***** Extract provided
KDD Cup Project

Xiangzhu Long (xiangzhl)

Introduction

During the last decase, the attack in the network has attracted the attention of many researchers. To prevent these unfriendly visitors, we need to build a network intrusion detector, which can distinguish the ‘’bad’‘connections, and’‘good’’ connections.

Dataset

This database(KDD Cup 1999 Data) contains a standard set of data to be audited, which includes a wide variety of intrusions simulated in a military network environment.

Attacks fall into four main categories:

Methods

Build different models by using 10% training data;
Compare the results of these models;
Analysis the first-step result;
Make feature engineering;
Build new model by using prepocessed features and optimal algorithm on full training dataset;
Analysis the result.

Prediction

Loading and preprocessing the 10% training data

# Clear the workspace
rm( list = ls() )

# Load the data 
train_raw <- read.csv("data/traindata_10percent.csv", stringsAsFactors = FALSE)

# Process the data
colnames <- read.table("data/names", skip = 1, sep = ":")
names(train_raw) <- colnames$V1
d <- dim(train_raw)
names(train_raw)[d[2]] <- "label"

# Observe the data
names(train_raw)

[1] “duration” “protocol_type”
[3] “service” “flag”
[5] “src_bytes” “dst_bytes”
[7] “land” “wrong_fragment”
[9] “urgent” “hot”
[11] “num_failed_logins” “logged_in”
[13] “num_compromised” “root_shell”
[15] “su_attempted” “num_root”
[17] “num_file_creations” “num_shells”
[19] “num_access_files” “num_outbound_cmds”
[21] “is_host_login” “is_guest_login”
[23] “count” “srv_count”
[25] “serror_rate” “srv_serror_rate”
[27] “rerror_rate” “srv_rerror_rate”
[29] “same_srv_rate” “diff_srv_rate”
[31] “srv_diff_host_rate” “dst_host_count”
[33] “dst_host_srv_count” “dst_host_same_srv_rate”
[35] “dst_host_diff_srv_rate” “dst_host_same_src_port_rate” [37] “dst_host_srv_diff_host_rate” “dst_host_serror_rate”
[39] “dst_host_srv_serror_rate” “dst_host_rerror_rate”
[41] “dst_host_srv_rerror_rate” “label”

We can see the 10% kddcup training data has 494020 observations, each data has 41 features and the last one is its label.

# Observe the distribution of labels. 
sum_label <- aggregate(rep(1, d[1]), 
                       by = list(train_raw$label), 
                       FUN = sum)
names(sum_label) <- c("label", "count")
barplot(beside = TRUE, log10(sum_label$count), 
        names.arg = sum_label$label, ylim = c(0,6),
        xlab = "Label", ylab = "log(Count)",
        col = "Blue", main = "The distribution of labels")

# Select the features 
library(caret)
**********
***** Records to process
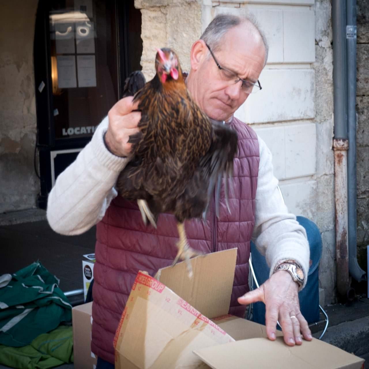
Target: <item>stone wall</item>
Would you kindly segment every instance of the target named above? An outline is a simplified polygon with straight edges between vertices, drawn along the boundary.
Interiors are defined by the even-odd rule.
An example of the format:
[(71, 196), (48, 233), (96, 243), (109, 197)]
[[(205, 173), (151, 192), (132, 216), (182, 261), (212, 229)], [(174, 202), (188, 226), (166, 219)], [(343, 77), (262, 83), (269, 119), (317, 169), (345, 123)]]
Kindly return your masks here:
**********
▶ To be done
A - Present the stretch of the entries from their start through the line containing "[(71, 196), (48, 233), (96, 243), (109, 197)]" as a numbered list, omitting blank lines and leaving out the pictures.
B - Write the next part of the intrusion detection write-up, picking up right after its final line.
The intrusion detection write-up and the entries are unrelated to each other.

▶ Expected answers
A -
1. Target: <item>stone wall</item>
2. Would you kindly segment every instance of the target named above? An outline is a simplified polygon with straight edges between vertices, drawn along the boundary.
3. Interiors are defined by the even-odd rule.
4. An example of the format:
5. [(71, 196), (48, 233), (96, 243), (109, 197)]

B -
## Loading required package: lattice
## Loading required package: ggplot2

## Warning: package 'ggplot2' was built under R version 3.1.3

# Process the feature with NA value.
l <- train_raw$label
sum(is.na(l))

## [1] 0

There is no NA value, which makes our work more simple.

# Clean up near zero variance features
nzvcol <- nearZeroVar(train_raw)
train_raw <- train_raw[, -nzvcol]

#label into factor
training <- train_raw
training$label <- factor(training$label)

d <- dim(training)

After preprocessing, the 10% training data has 494020 observations and 19 features.

Loading and preprocessing the 10% testing data

# Load the data 
test_raw <- read.csv("data/testdata_10percent.csv", stringsAsFactors = FALSE)

# Process the data
names(test_raw) <- colnames$V1
names(test_raw)[dim(test_raw)[2]] <- "label"

# Extract the same features as training data
colnames_train <- names(training)
test_raw <- test_raw[ , colnames_train]

testing <- test_raw
testing$label <- as.factor(testing$label)

Building the model by using the Naive Bayes.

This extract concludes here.